**WORK REQUEST**: Every record below must be returned exactly as it was received.

MATERIAL TO PROCESS: Begin

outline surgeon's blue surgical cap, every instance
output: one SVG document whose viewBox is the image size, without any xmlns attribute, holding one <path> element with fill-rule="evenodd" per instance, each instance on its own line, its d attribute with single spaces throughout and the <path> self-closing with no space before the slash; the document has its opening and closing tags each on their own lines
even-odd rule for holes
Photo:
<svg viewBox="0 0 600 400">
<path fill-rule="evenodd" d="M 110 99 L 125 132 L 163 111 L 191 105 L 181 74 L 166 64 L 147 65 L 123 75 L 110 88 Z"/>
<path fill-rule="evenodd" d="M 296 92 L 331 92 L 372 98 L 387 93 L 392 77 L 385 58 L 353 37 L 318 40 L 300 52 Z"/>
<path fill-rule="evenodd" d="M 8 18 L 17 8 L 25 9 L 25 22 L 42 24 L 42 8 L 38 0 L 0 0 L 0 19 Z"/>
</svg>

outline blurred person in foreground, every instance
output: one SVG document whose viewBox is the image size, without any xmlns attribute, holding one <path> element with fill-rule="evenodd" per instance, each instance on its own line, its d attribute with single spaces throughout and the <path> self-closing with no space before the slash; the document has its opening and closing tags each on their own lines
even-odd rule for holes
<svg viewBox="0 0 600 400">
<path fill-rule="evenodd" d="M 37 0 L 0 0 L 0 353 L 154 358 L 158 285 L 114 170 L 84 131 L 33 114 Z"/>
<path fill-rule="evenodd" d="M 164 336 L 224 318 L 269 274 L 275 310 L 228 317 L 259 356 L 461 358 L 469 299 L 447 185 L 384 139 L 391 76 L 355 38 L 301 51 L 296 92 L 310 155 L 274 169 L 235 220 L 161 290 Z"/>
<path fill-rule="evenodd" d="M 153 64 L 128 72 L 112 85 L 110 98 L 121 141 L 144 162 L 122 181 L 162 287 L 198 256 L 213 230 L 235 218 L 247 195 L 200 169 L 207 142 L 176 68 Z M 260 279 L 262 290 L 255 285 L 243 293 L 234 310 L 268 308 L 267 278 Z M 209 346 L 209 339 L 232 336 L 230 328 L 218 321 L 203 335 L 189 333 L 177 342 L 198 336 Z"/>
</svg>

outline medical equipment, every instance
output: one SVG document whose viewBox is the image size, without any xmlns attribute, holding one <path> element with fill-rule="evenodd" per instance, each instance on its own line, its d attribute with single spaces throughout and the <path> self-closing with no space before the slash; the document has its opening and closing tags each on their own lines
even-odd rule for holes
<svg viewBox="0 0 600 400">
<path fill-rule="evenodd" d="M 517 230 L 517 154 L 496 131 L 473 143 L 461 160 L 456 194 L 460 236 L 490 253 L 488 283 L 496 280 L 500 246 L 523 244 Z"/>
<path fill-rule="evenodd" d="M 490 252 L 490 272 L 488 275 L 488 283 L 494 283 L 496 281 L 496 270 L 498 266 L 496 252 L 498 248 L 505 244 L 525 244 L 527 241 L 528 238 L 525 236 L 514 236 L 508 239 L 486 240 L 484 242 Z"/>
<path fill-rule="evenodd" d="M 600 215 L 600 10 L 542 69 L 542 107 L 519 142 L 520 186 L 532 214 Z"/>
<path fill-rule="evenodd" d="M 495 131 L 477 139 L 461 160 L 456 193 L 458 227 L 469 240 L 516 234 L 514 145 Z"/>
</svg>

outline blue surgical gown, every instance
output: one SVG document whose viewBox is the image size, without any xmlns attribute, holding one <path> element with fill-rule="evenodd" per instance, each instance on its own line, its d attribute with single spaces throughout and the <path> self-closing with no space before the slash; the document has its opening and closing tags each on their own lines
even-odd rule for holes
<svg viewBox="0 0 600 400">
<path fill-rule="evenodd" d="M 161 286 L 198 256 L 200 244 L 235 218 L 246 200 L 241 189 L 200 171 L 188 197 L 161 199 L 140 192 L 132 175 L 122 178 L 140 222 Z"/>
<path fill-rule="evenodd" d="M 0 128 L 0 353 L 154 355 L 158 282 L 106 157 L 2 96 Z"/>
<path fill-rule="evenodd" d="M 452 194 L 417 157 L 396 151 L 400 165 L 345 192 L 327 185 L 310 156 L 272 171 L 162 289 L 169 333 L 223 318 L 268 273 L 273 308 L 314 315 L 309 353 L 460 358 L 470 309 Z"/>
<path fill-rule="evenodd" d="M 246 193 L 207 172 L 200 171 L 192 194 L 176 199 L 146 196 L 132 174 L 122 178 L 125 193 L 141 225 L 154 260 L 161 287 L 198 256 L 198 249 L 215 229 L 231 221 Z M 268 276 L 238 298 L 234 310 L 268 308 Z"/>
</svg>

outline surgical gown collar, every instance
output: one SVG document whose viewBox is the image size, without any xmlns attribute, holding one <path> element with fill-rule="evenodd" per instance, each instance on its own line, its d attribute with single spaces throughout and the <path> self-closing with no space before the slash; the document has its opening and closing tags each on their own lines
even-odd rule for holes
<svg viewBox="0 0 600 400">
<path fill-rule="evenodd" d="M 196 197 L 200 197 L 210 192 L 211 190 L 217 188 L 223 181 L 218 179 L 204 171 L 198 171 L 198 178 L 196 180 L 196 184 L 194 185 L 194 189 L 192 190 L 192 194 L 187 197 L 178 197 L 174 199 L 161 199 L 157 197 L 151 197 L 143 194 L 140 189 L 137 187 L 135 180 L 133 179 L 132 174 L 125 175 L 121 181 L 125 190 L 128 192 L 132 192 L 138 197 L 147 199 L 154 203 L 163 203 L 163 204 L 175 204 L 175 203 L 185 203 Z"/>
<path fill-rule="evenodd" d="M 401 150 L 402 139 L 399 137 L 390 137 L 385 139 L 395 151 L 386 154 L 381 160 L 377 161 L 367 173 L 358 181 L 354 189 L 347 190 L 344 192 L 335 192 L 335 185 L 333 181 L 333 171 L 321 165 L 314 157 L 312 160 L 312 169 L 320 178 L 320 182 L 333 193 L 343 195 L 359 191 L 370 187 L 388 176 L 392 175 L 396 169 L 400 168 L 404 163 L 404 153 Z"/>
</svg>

MATERIAL TO PROCESS: End

**YOUR SOLUTION**:
outline surgeon's blue surgical cap, every instance
output: one SVG document whose viewBox is the image size, without any xmlns attribute, holding one <path> element with fill-rule="evenodd" per instance, each instance on its own line, its d attribute with single spaces throughout and the <path> self-closing with no space before the slash; the document has its opening and closing tags each on their own lines
even-odd rule for holes
Photo:
<svg viewBox="0 0 600 400">
<path fill-rule="evenodd" d="M 110 99 L 125 132 L 163 111 L 191 105 L 181 74 L 166 64 L 147 65 L 123 75 L 110 88 Z"/>
<path fill-rule="evenodd" d="M 296 92 L 331 92 L 372 98 L 387 93 L 392 77 L 385 58 L 353 37 L 318 40 L 300 52 Z"/>
<path fill-rule="evenodd" d="M 8 18 L 17 8 L 25 9 L 25 22 L 42 24 L 42 8 L 38 0 L 0 0 L 0 19 Z"/>
</svg>

outline blurred person in foreground, every instance
output: one SVG document whose viewBox is the image size, without any xmlns attribute, holding one <path> element with fill-rule="evenodd" per instance, each instance on its own line, its d attribute with single spaces throughout and the <path> self-closing with no space before the slash; the document has its opening and closing tags each on their own lines
even-odd rule for holes
<svg viewBox="0 0 600 400">
<path fill-rule="evenodd" d="M 37 0 L 0 0 L 0 353 L 154 358 L 158 285 L 114 170 L 84 131 L 33 114 Z"/>
<path fill-rule="evenodd" d="M 164 336 L 224 318 L 269 274 L 275 310 L 228 317 L 259 356 L 461 358 L 469 299 L 447 185 L 384 139 L 391 76 L 355 38 L 301 51 L 296 92 L 310 155 L 274 169 L 235 220 L 161 290 Z"/>
<path fill-rule="evenodd" d="M 153 64 L 128 72 L 112 85 L 110 98 L 121 141 L 144 162 L 122 181 L 162 287 L 198 256 L 213 230 L 235 218 L 247 195 L 200 169 L 207 142 L 176 68 Z M 260 279 L 262 290 L 255 285 L 243 293 L 234 310 L 268 308 L 267 278 Z M 209 346 L 209 339 L 232 336 L 230 328 L 218 321 L 203 335 L 189 333 L 177 342 L 198 336 Z"/>
</svg>

outline medical equipment, every instance
output: one SVG document whose viewBox is the image size, without any xmlns attribute, holding one <path> element with fill-rule="evenodd" per instance, each instance on its own line, its d attribute with single spaces throughout and the <path> self-closing with no space before the slash; the document has its opening and closing tags each on their own lines
even-odd rule for holes
<svg viewBox="0 0 600 400">
<path fill-rule="evenodd" d="M 517 230 L 517 154 L 496 131 L 473 143 L 461 160 L 456 194 L 460 236 L 490 253 L 488 283 L 496 280 L 500 246 L 523 244 Z"/>
<path fill-rule="evenodd" d="M 490 252 L 490 272 L 488 275 L 488 283 L 494 283 L 496 281 L 496 270 L 498 266 L 496 252 L 498 248 L 505 244 L 525 244 L 527 241 L 528 238 L 525 236 L 514 236 L 508 239 L 486 240 L 484 242 Z"/>
<path fill-rule="evenodd" d="M 600 215 L 600 10 L 542 69 L 542 107 L 519 142 L 520 186 L 532 214 Z"/>
<path fill-rule="evenodd" d="M 495 131 L 477 139 L 461 160 L 456 193 L 458 227 L 469 240 L 516 234 L 514 145 Z"/>
</svg>

outline blue surgical gown, every instance
output: one SVG document whose viewBox is the image size, without any xmlns attribute, holding one <path> element with fill-rule="evenodd" per instance, each instance on its own line, its d attribute with single spaces throughout and the <path> self-closing with no space before the slash; the document has its opening and closing tags each on their own lines
even-odd rule for holes
<svg viewBox="0 0 600 400">
<path fill-rule="evenodd" d="M 161 286 L 198 256 L 200 244 L 235 218 L 246 200 L 241 189 L 200 171 L 188 197 L 161 199 L 140 192 L 132 175 L 122 178 L 140 222 Z"/>
<path fill-rule="evenodd" d="M 0 128 L 0 353 L 154 355 L 158 282 L 106 157 L 2 96 Z"/>
<path fill-rule="evenodd" d="M 452 194 L 417 157 L 396 151 L 400 165 L 345 192 L 327 185 L 310 156 L 272 171 L 162 289 L 169 333 L 223 318 L 268 273 L 273 308 L 314 315 L 309 353 L 460 358 L 470 309 Z"/>
<path fill-rule="evenodd" d="M 246 193 L 207 172 L 200 171 L 192 194 L 176 199 L 146 196 L 132 174 L 122 178 L 125 193 L 141 225 L 154 260 L 161 287 L 198 256 L 198 249 L 215 229 L 231 221 Z M 268 276 L 238 298 L 234 310 L 268 308 Z"/>
</svg>

outline surgical gown collar, every instance
output: one SVG document whose viewBox is the image size, without any xmlns attribute, holding one <path> element with fill-rule="evenodd" per instance, each instance on its own line, its d attribute with single spaces throughout and the <path> self-closing with no space before the slash; the document has its opening and closing tags each on their own lines
even-odd rule for holes
<svg viewBox="0 0 600 400">
<path fill-rule="evenodd" d="M 196 197 L 200 197 L 210 192 L 211 190 L 217 188 L 223 181 L 218 179 L 204 171 L 198 171 L 198 178 L 196 180 L 196 184 L 194 185 L 194 189 L 192 190 L 192 194 L 187 197 L 178 197 L 174 199 L 161 199 L 157 197 L 151 197 L 143 194 L 140 189 L 137 187 L 135 180 L 133 179 L 132 174 L 125 175 L 121 181 L 125 190 L 128 192 L 132 192 L 138 197 L 147 199 L 154 203 L 163 203 L 163 204 L 175 204 L 175 203 L 185 203 Z"/>
<path fill-rule="evenodd" d="M 401 150 L 402 139 L 399 137 L 390 137 L 385 139 L 395 151 L 386 154 L 381 160 L 377 161 L 367 173 L 358 181 L 354 189 L 347 190 L 344 192 L 335 192 L 335 185 L 333 181 L 333 171 L 321 165 L 314 157 L 312 160 L 312 169 L 320 178 L 320 182 L 333 193 L 343 195 L 359 191 L 370 187 L 388 176 L 392 175 L 396 169 L 400 168 L 404 163 L 404 153 Z"/>
</svg>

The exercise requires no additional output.